Content starts

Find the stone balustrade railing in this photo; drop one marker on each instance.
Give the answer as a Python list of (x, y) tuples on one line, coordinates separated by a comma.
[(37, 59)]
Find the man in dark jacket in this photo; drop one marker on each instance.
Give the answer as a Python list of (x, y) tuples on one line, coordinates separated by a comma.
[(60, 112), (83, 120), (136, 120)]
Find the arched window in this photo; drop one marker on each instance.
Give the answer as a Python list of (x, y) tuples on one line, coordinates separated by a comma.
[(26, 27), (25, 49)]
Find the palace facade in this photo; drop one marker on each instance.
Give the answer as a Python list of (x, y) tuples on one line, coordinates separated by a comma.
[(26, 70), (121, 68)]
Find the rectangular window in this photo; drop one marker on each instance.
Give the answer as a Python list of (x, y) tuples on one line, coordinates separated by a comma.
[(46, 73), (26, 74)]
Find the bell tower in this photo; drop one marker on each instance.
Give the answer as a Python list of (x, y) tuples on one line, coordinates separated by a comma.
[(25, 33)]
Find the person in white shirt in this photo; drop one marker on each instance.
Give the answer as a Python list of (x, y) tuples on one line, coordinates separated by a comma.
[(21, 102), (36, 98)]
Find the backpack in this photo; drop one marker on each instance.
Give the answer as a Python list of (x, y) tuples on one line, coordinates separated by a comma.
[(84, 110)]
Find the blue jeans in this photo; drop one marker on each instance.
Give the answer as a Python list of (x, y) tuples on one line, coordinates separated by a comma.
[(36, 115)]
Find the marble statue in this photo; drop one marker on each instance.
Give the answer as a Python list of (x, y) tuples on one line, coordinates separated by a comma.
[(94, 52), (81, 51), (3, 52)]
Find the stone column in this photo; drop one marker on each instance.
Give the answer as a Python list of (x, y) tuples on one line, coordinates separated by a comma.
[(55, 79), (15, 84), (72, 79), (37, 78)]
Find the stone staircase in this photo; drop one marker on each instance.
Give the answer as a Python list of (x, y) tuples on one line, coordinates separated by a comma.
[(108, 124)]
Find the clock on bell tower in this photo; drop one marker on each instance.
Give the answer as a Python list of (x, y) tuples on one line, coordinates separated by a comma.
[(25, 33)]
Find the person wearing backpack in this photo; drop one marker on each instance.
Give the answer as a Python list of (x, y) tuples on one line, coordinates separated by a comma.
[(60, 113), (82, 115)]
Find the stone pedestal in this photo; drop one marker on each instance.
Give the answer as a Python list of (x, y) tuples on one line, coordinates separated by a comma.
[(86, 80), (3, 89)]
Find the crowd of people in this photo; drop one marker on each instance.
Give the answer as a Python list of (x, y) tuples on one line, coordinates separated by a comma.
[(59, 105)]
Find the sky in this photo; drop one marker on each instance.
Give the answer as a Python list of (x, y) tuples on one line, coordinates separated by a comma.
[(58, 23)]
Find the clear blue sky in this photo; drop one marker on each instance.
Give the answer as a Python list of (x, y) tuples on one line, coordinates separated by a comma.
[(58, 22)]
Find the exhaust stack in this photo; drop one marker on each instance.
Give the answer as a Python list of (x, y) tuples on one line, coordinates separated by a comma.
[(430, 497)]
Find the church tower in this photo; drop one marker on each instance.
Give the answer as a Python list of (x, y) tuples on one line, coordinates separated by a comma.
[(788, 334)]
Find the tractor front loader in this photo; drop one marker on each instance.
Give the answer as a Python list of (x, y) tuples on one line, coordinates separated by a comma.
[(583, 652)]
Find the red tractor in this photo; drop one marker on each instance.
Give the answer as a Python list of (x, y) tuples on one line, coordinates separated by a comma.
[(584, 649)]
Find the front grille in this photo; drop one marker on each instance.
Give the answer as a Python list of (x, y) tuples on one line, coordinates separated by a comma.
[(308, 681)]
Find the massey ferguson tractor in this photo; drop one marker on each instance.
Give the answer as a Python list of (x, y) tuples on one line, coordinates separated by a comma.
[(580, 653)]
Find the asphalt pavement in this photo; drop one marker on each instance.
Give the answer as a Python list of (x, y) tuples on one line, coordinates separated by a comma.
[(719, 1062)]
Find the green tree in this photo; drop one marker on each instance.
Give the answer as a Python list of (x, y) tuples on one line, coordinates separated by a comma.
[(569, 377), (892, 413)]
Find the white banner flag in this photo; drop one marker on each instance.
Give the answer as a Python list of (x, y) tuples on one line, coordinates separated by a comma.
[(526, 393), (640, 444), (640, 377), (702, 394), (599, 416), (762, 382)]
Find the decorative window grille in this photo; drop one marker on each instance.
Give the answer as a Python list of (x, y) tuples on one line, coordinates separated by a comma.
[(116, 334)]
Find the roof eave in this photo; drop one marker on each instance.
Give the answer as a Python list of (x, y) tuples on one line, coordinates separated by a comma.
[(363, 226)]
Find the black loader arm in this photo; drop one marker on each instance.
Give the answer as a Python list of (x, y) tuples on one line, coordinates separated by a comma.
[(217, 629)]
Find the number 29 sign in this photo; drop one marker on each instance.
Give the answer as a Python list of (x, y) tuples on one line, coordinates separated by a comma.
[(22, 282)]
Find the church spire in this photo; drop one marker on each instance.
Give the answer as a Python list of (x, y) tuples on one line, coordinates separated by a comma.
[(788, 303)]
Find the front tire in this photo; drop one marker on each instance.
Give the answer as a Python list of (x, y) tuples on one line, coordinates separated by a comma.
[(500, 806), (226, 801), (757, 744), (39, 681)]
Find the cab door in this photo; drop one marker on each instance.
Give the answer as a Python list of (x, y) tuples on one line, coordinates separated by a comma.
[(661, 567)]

Content ends

Instructions for the task:
Line for line, the material above should be repeated exactly.

Answer:
Find the stone balustrade railing in this photo; drop one marker on each instance.
Give the answer as a Python list of (x, y) tuples on one line, coordinates separated by a comma.
[(37, 59)]
Find the man in dark jacket in this photo; drop one marker on each instance.
Give the answer as a Python list of (x, y) tuples on one line, coordinates separated by a comma.
[(60, 112), (83, 120), (136, 120)]
Find the arched window in this photo; drop one marker on each instance.
Give the answer as a Python list of (x, y) tuples on one line, coordinates separated by a comma.
[(26, 27), (25, 49)]
Find the palace facade in this photo; drop one marker on each instance.
Give the answer as a Python list of (x, y) tuples on one line, coordinates separated by a comma.
[(26, 70), (121, 68)]
Find the rectangular window in this photo; drop one marker on each instance.
Give the answer as a Python list of (x, y) tuples on one line, coordinates separated by a comma.
[(46, 73), (26, 74)]
Find the bell tower in this photo; drop one marker on each instance.
Give the answer as a Python list of (x, y) tuples on one line, coordinates separated by a comma.
[(25, 33)]
Find the person in white shirt in this photo; drop one marker on each instance.
Give the answer as a Python list of (x, y) tuples on one line, coordinates separated by a comma.
[(21, 102), (36, 98)]
Find the backpack in this photo; drop one marker on each instance.
Give the answer as a Python list of (x, y) tuples on one line, coordinates separated by a comma.
[(84, 110)]
Find the blue jeans in this photo; drop one marker on each instance.
Give the answer as a Python list of (x, y) tuples on one line, coordinates separated by a comma.
[(36, 115)]
Find the marble statue in this photo; drop one marker on each instance.
Give the answer as a Python list of (x, y) tuples on one line, coordinates separated by a comma.
[(94, 52), (81, 51), (3, 52)]
Find the stone column in this photo; drop one marker on each instance.
Give the answer as a Python list of (x, y) tuples on one line, coordinates separated by a comma.
[(55, 79), (15, 84), (72, 79), (37, 78)]
Find the stone staircase in this photo; drop one marker on each instance.
Give the answer as a Python list of (x, y) tuples on one line, coordinates separated by a comma.
[(108, 124)]
Find the clock on bell tower in this photo; drop one marker on each instance.
Give the answer as a Python list of (x, y) tuples on one line, coordinates separated by a comma.
[(25, 33)]
Find the person wearing backpack in this photo; drop one marker on each instance.
Give the answer as a Python list of (x, y) tuples on one line, coordinates separated by a comma.
[(60, 113), (82, 115)]
Find the stone pedestal in this photo; drop one marker on each instance.
Give the answer as a Python list of (x, y) tuples on one line, coordinates separated by a comma.
[(86, 80), (3, 89)]
Find the crowd of people in this photo; drop one marker on each instance.
Give the answer as a Python list of (x, y) tuples on one line, coordinates separated by a comma.
[(59, 105)]
Find the sky in this photo; drop one marker on each instance.
Give the answer as a Python list of (x, y) tuples on one line, coordinates separated by a comma.
[(58, 23)]
Find the clear blue sky in this photo; drop one marker on each instance.
Give the answer as a Python list of (x, y) tuples on one line, coordinates separated by a comma.
[(58, 22)]
Find the exhaust stack in this photo; drop one marker on each instance.
Give the answer as a Python list of (x, y) tuples on one line, coordinates separated by a comma.
[(430, 497)]
Find the church tower in this photo; drop one marker on each instance.
Give the answer as a Python list of (x, y) tuples on one line, coordinates separated by a comma.
[(788, 334)]
Find the tractor front loader in this photo; drop one marker on each instance.
Give the answer as a Python list of (x, y) tuples on one line, coordinates separated by a comma.
[(583, 652)]
Find the red tractor in this photo; drop one marker on each instance.
Give the answer as a Python list of (x, y) tuples on one line, coordinates separated by a comma.
[(584, 649)]
Find the front grille in this photo; drop one marker on each instance.
Give the answer as a Python list of (x, y) tuples on one line, coordinates separated by a comma.
[(308, 681)]
Find the massey ferguson tractor in this photo; drop one marker on each instance.
Give the answer as a Python list of (x, y) tuples on one line, coordinates separated by a comma.
[(580, 653)]
Find the asphalt pavement in this photo; drop one marker on each instance.
Give the answer as a Python list of (x, y) tuples on one line, coordinates separated by a comma.
[(719, 1062)]
Find the green tree in this photo; drop one marker on each instance.
Give the answer as a Python list of (x, y) tuples on one line, coordinates separated by a comma.
[(569, 377), (892, 413)]
Find the white banner flag in this photo; drop one marker on each instance.
Give the answer as a Python list of (x, y) tuples on one line, coordinates separated by a comma.
[(526, 393), (640, 444), (640, 377), (702, 394), (599, 416), (762, 382)]
Find the decorative window grille in this photo; drop one marker on each instance.
Give the answer as a Python list of (x, y) tuples on one line, coordinates separated by a comma.
[(116, 334)]
Find the roof eave in this photo; drop one marker on each instance.
Give the answer as a Python list of (x, y) tuples on one line, coordinates separated by a comma.
[(363, 226)]
Find the black loader arm in this photo; drop one marker on each instance.
Give the answer as a Python list of (x, y) tuples on one line, coordinates separated by a comma.
[(217, 629)]
Find the number 29 sign in this photo; drop one marker on each instance.
Give the answer as a Python list of (x, y) tuples on one line, coordinates separated by a comma.
[(22, 282)]
Find the church spire in this photo; drop one marker on each instance.
Give the answer as a Python list of (x, y) tuples on one line, coordinates separated by a comma.
[(788, 303)]
Find the front tire in this photo; drop one marker on each instance.
Give the answer as a Python list of (x, y) tuples on one line, coordinates separated by a comma.
[(500, 806), (226, 801), (757, 744), (39, 681)]
Find the cab door in this photo; drop one marker on each instance.
Give the answer as a Python list of (x, y) tuples on one line, coordinates separated by a comma.
[(661, 567)]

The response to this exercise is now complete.